» **WHAT IS ASKED**:
**1)** Copy out the part of the costume thread starting at "How about dressing" and ending at "i was a kid!".
**2)** In the costume thread, what did the friend at the 70's party put on for the costume called the most convincing of all?

» **DOCUMENT**:
##############################

Does that help or hinder? I guess you'll hafta Google some of those if you're under a certain age, so have fun!!


----------



## The Auditor (Apr 2, 2006)

Might be more of a stretch, but...Jimmy & Roslyn Carter, or Dick & Pat Nixon.


----------



## Bruzilla (Jun 3, 2011)

Get yourself an old light grey suit at the thriftstore, hat, white sneakers, and an old portable tape recorder and 110 camera around your neck and go as Carl Kolchack.


----------



## Grimsley (Aug 14, 2010)

How about dressing up as the Baseball Furies from the movie "The Warriors" the movie was made in the 70's and these guys scared the crap out of me when i was a kid!
if you haven't seen the movie here is a clip of the fight scene.





also here is a clip of some people dressing up as them for Halloween


----------



## RCIAG (Jul 19, 2010)

The Auditor said:


> Might be more of a stretch, but...Jimmy & Roslyn Carter, or Dick & Pat Nixon.


Those were 2 I forgot!


----------



## ladygooga (Sep 30, 2011)

Jack and Janet from three's company!


----------



## The Halloween Lady (Jul 17, 2010)

Whoa.... it's kind of freaky to think that things I wore to high school are now considered "costumes". Now I know what my mom must of thought when I asked her if she had things I could use for a sock hop.


----------



## OctoberDream (Aug 7, 2011)

RCIAG great list. you got all the ones I was thinking of and many more.


----------



## portia319 (Aug 31, 2009)

Brady Bunch! Mike and Carol.


----------



## Maxiboots (Aug 31, 2010)

I was also going to suggest Dolly and Porter as RCIAG did, but I also love the Bionic man and woman idea. I was at a 70's party once and one of our friends just put on aviator glasses and a thick fake mustache and sideburns. His was the most convincing costume of all.


----------

##############################

» **DATA LINES**:
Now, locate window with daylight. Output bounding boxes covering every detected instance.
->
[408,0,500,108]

##############################

» **THE REPLIES**:
**1)**
How about dressing up as the Baseball Furies from the movie "The Warriors" the movie was made in the 70's and these guys scared the crap out of me when i was a kid!

**2)** Aviator glasses, a thick fake mustache, and sideburns.